__USING THE INFORMATION__
1) How much money does the RISCA announcement of multi-year artist grants say each recipient receives?
2) Carry on the RISCA announcement of multi-year artist grants from the point where it stops.

__TEXT SEGMENT__
Start of Block

State Arts Agency awards multi-year arts grants to 3 artists

Published on Tuesday, October 29, 2024

RISCA has awarded $6,000 per year for three years to three Providence-based artists, Claire Andrade-Watkins, Miguel Enrique Lastra and Sara Young. 

Now entering its third year, recipients of this grant receive support to work toward large, specific, self-identified goals in their art practice. This program includes a cohort community for meetings and learning opportunities that are focused on grantees’ needs. The program requires that participants submit a report once per year and remain Rhode Island residents for the full granting period of three years. 

“On behalf of RISCA, we are proud to support artists, Claire, Miguel and Sara, in their artmaking and their arts careers as they continue to contribute to R.I.’s vibrant arts and culture community and our overall economy,” said RISCA’s Executive Director Todd Trebour. “As this relatively new program embarks on its third year, these grants are an example of our continuous work to support artists as creators, community connectors, and small businesses.”

Bios (provided by the artists)

End of Block

__ENTRIES SHOWN__
Start of Block

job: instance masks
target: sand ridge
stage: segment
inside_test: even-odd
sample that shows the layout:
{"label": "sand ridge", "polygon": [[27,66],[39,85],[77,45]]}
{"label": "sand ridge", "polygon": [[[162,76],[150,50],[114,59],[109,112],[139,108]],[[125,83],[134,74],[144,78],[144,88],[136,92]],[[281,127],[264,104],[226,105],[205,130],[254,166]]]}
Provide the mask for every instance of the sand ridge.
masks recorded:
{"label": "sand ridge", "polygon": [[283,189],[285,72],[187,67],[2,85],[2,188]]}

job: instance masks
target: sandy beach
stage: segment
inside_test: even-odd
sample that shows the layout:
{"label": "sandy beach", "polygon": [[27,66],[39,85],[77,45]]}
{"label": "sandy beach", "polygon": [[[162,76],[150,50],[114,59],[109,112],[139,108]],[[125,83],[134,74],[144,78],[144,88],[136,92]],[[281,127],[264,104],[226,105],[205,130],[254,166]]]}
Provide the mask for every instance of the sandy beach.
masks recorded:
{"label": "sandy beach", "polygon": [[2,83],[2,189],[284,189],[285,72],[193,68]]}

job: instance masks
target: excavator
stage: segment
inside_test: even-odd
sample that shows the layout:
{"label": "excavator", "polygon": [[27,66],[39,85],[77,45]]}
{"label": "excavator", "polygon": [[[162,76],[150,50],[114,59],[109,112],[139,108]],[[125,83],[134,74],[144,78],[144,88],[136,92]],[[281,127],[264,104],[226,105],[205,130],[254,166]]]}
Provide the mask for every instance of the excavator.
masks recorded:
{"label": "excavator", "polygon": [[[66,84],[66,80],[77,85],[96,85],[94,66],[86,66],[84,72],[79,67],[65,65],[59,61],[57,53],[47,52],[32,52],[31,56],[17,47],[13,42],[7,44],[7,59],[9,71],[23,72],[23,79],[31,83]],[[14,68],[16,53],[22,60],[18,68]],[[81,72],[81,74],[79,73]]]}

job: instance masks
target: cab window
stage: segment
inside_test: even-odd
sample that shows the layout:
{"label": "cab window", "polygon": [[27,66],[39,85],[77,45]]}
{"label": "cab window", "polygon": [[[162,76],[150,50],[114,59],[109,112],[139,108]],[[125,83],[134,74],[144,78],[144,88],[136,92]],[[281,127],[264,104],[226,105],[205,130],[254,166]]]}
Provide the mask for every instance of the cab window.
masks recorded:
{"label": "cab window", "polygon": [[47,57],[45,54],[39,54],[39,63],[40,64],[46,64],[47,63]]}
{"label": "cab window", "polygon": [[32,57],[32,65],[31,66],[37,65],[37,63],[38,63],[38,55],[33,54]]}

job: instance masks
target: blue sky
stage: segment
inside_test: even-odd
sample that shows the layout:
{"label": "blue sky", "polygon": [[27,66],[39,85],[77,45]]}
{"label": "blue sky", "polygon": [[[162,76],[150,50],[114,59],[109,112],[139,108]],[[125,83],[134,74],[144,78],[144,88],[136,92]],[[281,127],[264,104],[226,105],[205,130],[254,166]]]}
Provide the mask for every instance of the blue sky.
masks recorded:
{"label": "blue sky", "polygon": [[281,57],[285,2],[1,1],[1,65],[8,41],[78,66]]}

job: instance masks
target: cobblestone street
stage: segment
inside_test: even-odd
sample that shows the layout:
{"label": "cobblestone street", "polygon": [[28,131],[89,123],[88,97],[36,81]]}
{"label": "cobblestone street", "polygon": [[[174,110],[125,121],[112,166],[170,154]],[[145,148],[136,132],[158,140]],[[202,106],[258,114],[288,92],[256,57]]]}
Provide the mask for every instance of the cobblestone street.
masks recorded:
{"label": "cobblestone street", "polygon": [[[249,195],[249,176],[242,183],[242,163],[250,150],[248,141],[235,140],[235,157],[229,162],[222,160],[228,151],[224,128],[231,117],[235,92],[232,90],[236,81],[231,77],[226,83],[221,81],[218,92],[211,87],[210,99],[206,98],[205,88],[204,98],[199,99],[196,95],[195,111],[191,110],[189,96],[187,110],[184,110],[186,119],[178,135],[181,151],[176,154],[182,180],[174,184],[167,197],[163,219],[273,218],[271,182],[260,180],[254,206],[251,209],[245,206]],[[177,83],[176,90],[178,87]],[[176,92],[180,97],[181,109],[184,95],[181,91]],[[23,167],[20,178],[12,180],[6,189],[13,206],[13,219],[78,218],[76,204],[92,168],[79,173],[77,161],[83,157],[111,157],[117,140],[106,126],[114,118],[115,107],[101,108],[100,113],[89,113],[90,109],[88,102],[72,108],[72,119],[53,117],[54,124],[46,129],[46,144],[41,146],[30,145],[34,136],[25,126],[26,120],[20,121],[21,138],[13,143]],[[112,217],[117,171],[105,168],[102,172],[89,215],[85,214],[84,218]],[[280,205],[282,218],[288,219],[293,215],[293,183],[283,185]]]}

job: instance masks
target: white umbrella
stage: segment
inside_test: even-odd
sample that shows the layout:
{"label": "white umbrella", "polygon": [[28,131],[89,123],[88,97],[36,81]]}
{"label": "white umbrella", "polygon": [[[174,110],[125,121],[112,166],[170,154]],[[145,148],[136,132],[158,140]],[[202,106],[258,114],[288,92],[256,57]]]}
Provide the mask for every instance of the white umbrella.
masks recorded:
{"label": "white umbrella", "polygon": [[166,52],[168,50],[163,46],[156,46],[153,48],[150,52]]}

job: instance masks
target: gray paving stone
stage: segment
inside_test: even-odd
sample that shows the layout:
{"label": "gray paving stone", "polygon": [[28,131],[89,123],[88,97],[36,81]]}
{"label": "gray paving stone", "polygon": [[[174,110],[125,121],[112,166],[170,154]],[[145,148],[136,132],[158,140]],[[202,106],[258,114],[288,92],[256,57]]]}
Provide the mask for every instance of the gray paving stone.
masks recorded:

End of Block
Start of Block

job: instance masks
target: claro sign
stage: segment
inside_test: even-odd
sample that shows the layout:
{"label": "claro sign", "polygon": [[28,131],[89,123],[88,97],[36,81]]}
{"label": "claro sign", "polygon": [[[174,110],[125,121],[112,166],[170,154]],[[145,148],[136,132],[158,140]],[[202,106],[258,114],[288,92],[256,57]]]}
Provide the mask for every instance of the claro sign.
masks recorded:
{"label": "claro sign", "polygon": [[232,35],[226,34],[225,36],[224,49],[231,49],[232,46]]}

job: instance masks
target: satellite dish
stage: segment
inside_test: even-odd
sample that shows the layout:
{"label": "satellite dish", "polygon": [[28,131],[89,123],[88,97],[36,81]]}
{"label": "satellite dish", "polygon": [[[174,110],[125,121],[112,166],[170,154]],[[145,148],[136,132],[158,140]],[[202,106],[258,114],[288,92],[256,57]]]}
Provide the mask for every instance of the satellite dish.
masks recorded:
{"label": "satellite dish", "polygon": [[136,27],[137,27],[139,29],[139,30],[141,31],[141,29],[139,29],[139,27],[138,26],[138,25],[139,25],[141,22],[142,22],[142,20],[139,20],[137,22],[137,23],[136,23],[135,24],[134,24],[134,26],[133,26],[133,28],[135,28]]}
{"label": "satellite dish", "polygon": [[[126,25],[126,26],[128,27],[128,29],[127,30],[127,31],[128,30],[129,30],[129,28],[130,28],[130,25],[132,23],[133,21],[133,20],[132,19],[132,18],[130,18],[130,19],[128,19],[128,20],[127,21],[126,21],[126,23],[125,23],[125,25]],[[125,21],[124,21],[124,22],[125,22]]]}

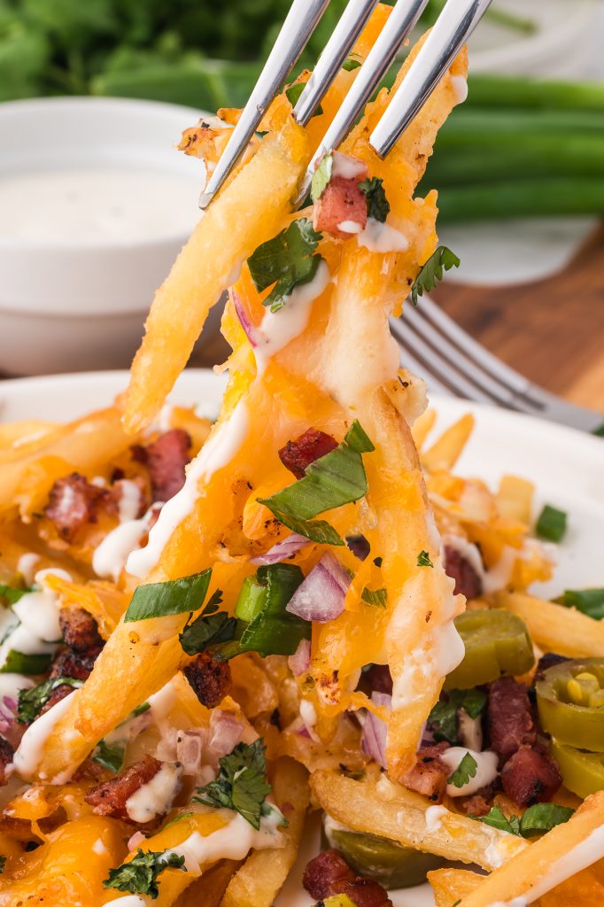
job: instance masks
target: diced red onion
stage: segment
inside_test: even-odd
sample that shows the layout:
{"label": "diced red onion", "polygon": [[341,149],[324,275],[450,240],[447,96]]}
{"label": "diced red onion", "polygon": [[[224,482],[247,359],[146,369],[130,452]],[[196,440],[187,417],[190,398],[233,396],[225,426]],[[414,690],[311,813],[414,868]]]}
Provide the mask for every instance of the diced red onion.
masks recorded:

End of Block

__RESPONSES BY TASK__
1) $6,000 per year for three years.

2)
Claire Andrade-Watkins, Ph.D., a historian, filmmaker, and storyteller, is a second-generation Cape Verdean born and raised in the Tockwotton area of Fox Point, the first Cape Verdean settlement in Rhode Island. An inter and intra-disciplinary digital 'a(rt)ctivist,' her career spans decades as a pioneering scholar focusing on the history of the Cape Verdean Diaspora and cinema from lusophone and francophone Africa. 

Festival screenings of her films include FESPACO, HOT DOCS, Dockanema, Black Maria, Athens International Film & Video Festival, FESTin, and Lucerne, and Cape Verde festivals Oia!, CENA, and CVIFF.  Awards and grants include a Fulbright Fellowship, the American Philosophical Society, the Rhode Island Council for the Humanities, RISCA, Mass Humanities, the LEF Foundation, and the Massachusetts Cultural Council Artist Fellowship.

She is the president of SPIA Media Productions, a production and distribution company, and the director of the Tockwotton Fox Point Cape Verdean Heritage Project, a community-based research initiative led by descendants of the founding Tockwotton Cape Verdean families. 

Andrade-Watkins is a Professor at Emerson College, Boston, Massachusetts, and resides in Providence.

Miguel Enrique Lastra (he/him), Providence, is a queer, Puerto Rican sculptor and ceramist. His work uses a mixture of materials to include ceramics, fibers, audio and ice to expand the array, orientations, and augmentations of celebrated and ceremonious bodies depicted in space. He is especially interested in the possibility, multiplicity and infinity of the body and its preoccupations.

Lastra received his MFA in Ceramics from RISD (‘22), his BFA in Studio Art at the University of New Mexico (’18) and was a 2024 participant at the Skowhegan School of Painting and Sculpture. Miguel has been the recipient of a Windgate Scholarship, a RISD x Hyundai Motor Group Research Fellowship, the Butler Family Graduate Fellowship and is a 2024 AICAD Teaching Fellow.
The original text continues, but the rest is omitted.